=== AVAILABLE DATA ===
- Opening Delimiter -
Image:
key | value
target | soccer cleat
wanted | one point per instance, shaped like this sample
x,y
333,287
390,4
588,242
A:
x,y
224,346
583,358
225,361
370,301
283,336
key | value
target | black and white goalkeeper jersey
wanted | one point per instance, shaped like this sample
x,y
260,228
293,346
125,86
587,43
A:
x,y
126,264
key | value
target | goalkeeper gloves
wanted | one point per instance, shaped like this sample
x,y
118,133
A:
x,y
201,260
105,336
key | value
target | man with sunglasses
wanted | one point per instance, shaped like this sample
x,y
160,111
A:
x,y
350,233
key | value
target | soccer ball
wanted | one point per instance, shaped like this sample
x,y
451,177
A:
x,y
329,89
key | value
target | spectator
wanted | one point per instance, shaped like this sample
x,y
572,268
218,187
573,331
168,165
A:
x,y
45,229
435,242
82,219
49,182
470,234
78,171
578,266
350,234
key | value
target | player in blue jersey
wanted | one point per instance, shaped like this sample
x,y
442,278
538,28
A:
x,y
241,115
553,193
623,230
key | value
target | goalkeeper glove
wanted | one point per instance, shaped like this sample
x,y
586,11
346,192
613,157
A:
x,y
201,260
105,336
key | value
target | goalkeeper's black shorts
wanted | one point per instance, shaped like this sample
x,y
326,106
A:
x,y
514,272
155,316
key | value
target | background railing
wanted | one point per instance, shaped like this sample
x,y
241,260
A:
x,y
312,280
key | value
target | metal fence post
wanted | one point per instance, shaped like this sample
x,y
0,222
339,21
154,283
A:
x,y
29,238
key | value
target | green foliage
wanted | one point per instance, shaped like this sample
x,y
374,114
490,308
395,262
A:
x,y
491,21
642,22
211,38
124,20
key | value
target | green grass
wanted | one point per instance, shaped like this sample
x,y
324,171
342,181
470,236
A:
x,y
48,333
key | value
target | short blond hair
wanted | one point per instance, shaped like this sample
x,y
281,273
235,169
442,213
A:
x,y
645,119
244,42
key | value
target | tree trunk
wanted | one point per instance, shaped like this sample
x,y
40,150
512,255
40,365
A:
- Closing Delimiter -
=== DESCRIPTION OF THE TASK ===
Return the listing in full, matching each word exactly.

=== ANSWER SECTION ===
Image:
key | value
target | soccer cleat
wanted | one point per instance, shaped like this sample
x,y
333,287
390,4
588,242
A:
x,y
224,346
583,358
225,361
370,301
283,336
key | value
target | black and white goalkeeper jersey
wanted | one point per instance, shaped like this sample
x,y
260,228
293,346
125,86
587,43
A:
x,y
126,264
key | value
target | goalkeeper gloves
wanted | one point per instance, shaped like this sample
x,y
118,133
A:
x,y
201,260
105,336
key | value
target | man with sunglasses
wanted | one point per instance, shaped like this sample
x,y
160,111
A:
x,y
350,233
key | value
target | soccer ball
wanted | one point per instance, shaped like this sample
x,y
451,177
A:
x,y
329,89
key | value
target | spectator
wanted | one point per instance, shaped like this sample
x,y
572,268
218,187
573,331
168,165
A:
x,y
45,229
435,242
82,219
49,182
470,234
78,171
578,266
350,234
key | value
target | player in blue jersey
wanted | one point per instance, shaped like this sample
x,y
442,278
538,28
A:
x,y
241,115
553,193
623,230
key | value
target | goalkeeper glove
wanted | one point per instance, shaped like this sample
x,y
586,11
346,192
613,157
A:
x,y
201,260
105,336
key | value
target | goalkeeper's black shorts
wanted | one point per instance, shaped like this sample
x,y
326,106
A:
x,y
514,272
155,316
key | value
target | background railing
wanted | one point per instance, shaped like this sample
x,y
241,260
A:
x,y
312,280
key | value
target | metal fence post
wanted | one point per instance, shaped like this sample
x,y
0,222
339,21
154,283
A:
x,y
29,238
key | value
target | green foliage
wanted | one point per instance, shaped like this sample
x,y
374,114
490,308
395,262
A:
x,y
491,21
642,22
211,38
124,20
key | value
target | green grass
wanted | one point per instance, shaped like this sample
x,y
324,171
342,181
470,236
A:
x,y
48,333
key | value
target | short blond hair
wanted | one point per instance, shaped like this sample
x,y
281,273
235,169
442,213
A:
x,y
645,119
244,42
key | value
target | tree trunk
wanted | one point per instance, shaped like this sample
x,y
40,150
512,255
40,365
A:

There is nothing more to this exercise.